MATERIAL SHOWN:
- - -
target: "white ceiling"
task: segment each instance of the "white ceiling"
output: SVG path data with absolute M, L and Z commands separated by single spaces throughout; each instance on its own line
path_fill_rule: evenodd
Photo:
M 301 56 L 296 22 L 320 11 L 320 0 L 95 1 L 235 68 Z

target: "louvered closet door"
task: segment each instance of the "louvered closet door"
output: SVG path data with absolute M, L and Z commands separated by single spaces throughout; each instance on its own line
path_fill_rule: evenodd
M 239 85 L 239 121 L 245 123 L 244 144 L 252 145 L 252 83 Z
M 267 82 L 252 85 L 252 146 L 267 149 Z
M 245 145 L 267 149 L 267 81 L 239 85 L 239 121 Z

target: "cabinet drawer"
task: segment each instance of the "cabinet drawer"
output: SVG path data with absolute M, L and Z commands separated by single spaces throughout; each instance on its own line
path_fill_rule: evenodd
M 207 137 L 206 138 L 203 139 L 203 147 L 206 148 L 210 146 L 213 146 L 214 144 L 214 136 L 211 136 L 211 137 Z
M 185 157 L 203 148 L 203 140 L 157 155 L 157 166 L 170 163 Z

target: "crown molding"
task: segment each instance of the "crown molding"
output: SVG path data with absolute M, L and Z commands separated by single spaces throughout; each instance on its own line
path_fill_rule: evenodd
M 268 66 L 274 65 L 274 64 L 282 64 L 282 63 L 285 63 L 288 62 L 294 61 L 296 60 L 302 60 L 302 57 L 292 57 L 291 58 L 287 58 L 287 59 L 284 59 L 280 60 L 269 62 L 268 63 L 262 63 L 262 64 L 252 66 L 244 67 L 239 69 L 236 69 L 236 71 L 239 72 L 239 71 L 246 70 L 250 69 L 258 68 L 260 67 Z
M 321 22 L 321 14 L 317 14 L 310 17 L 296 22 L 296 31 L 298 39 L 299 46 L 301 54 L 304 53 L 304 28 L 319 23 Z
- - -
TASK OBJECTIVE:
Reproduce each record shown above without altering a single word.

FULL SOLUTION:
target: "white ceiling"
task: segment each instance of the "white ceiling"
output: SVG path data with absolute M, L and Z commands separated by single spaces throughout; each instance on its own line
path_fill_rule: evenodd
Photo:
M 301 56 L 296 22 L 320 11 L 320 0 L 95 1 L 235 68 Z

target: "louvered closet door"
task: segment each instance of the "louvered closet door"
output: SVG path data with absolute M, L and Z commands separated by single spaces throughout; each instance on its own line
path_fill_rule: evenodd
M 239 85 L 239 121 L 245 123 L 244 144 L 252 145 L 252 83 Z
M 267 82 L 252 85 L 252 146 L 267 149 Z
M 245 145 L 267 149 L 267 81 L 239 85 L 239 121 Z

target: "cabinet drawer"
task: segment each instance of the "cabinet drawer"
output: SVG path data with absolute M, L and Z commands separated by single spaces throughout; each instance on its own line
path_fill_rule: evenodd
M 207 137 L 206 138 L 203 139 L 203 147 L 206 148 L 210 146 L 213 146 L 214 144 L 214 136 L 211 136 L 211 137 Z
M 185 157 L 203 148 L 203 140 L 157 155 L 157 166 L 170 163 Z

target: "crown molding"
task: segment each instance of the "crown molding"
output: SVG path data with absolute M, L and Z commands separated by single spaces throughout; each instance on its own line
path_fill_rule: evenodd
M 268 66 L 274 65 L 274 64 L 282 64 L 282 63 L 285 63 L 288 62 L 294 61 L 296 60 L 302 60 L 302 57 L 292 57 L 291 58 L 287 58 L 287 59 L 284 59 L 280 60 L 269 62 L 268 63 L 262 63 L 262 64 L 252 66 L 244 67 L 239 69 L 236 69 L 236 71 L 239 72 L 239 71 L 246 70 L 250 69 L 258 68 L 260 67 Z
M 321 22 L 321 14 L 317 14 L 310 17 L 296 22 L 296 31 L 298 39 L 299 46 L 301 54 L 304 53 L 304 28 L 319 23 Z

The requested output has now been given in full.